[Activity]: Please repeat every entry exactly as written, but skip the pictures.

[Material for this task]:
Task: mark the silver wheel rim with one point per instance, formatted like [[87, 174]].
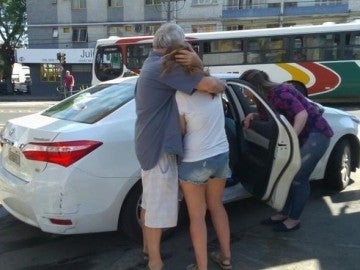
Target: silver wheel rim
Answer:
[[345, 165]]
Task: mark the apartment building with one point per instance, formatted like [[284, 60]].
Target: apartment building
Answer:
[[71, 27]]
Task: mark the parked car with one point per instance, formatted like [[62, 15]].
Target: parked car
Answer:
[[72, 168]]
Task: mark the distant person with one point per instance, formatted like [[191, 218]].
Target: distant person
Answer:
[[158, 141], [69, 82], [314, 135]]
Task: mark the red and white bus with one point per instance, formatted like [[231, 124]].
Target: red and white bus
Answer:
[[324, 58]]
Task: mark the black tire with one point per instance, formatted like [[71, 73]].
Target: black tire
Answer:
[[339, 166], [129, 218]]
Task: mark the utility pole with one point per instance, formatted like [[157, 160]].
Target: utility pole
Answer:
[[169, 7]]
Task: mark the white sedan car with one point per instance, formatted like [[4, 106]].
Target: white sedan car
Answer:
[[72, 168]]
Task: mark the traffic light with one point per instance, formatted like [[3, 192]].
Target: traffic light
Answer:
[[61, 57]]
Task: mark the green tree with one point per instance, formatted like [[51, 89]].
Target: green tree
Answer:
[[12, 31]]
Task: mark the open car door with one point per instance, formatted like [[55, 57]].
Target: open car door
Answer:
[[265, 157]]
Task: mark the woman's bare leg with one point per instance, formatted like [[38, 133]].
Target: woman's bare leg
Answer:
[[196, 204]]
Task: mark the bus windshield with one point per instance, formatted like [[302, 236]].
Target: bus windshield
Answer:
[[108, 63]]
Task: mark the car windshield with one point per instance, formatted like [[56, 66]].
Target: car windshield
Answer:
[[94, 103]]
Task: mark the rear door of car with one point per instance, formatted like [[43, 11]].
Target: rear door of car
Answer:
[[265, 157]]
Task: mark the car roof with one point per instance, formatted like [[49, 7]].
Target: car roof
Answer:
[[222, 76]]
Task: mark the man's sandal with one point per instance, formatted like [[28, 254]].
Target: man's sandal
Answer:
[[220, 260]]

[Written reply]:
Task: mark the silver wheel rim with one point per instance, formatted like [[87, 174]].
Target: silver wheel rim
Answer:
[[345, 165]]
Task: mark the apartment building with one point per instance, formatted like [[284, 60]].
Target: apartment building
Answer:
[[71, 27]]
Task: mark the parked car with one point per instance, formatted like [[62, 15]].
Target: parked car
Answer:
[[72, 168]]
Task: mark the distant person with one point per instance, formatted like [[191, 218]].
Target: distant person
Answer:
[[158, 141], [69, 82], [314, 135]]
Task: mark the red and white bus with one point per instance, formatted like [[231, 124]].
Target: red and white bus
Answer:
[[324, 58]]
Task: mark the black tire with one point per instance, formatted like [[71, 73]].
Target: black tire
Answer:
[[339, 166], [129, 218]]
Task: mark the utility pole with one point per instance, formatted like [[157, 160]].
Target: utility pole
Answer:
[[169, 7]]
Task: mark the white sedan car with one point per instance, formatted like [[4, 106]].
Target: white sedan car
Answer:
[[72, 168]]
Task: mark the traffic light with one point per instance, formatted like [[3, 192]].
Target: traffic light
Answer:
[[61, 57]]
Task: mark the green tree with one point per instance, formatted like [[51, 89]].
Target: green tree
Answer:
[[12, 31]]
Task: mark the open car door with one point per instance, formatted like [[55, 57]].
Target: open car door
Answer:
[[265, 157]]
Task: mark the woman's bare leg with one point per instance, formatted like [[38, 133]].
Target: woman's bare leg
Answer:
[[196, 204]]
Task: mark the bus windshield with one point per instance, formatted like [[302, 236]].
Target: bus windshield
Answer:
[[108, 63]]
Task: mark the car windshield with one point per instance, formatted like [[56, 66]].
Target: car windshield
Answer:
[[94, 103]]
Task: mark the rear door of car with one point per instance, formatted like [[43, 11]].
Target: rear door of car
Answer:
[[265, 157]]
Task: mark the car roof with one point per instance, formatted like [[49, 7]].
Target: car roof
Answer:
[[222, 76]]
Task: mark the man's sandal with one point per instance, formatted like [[28, 254]].
Target: man's sandal
Answer:
[[220, 260]]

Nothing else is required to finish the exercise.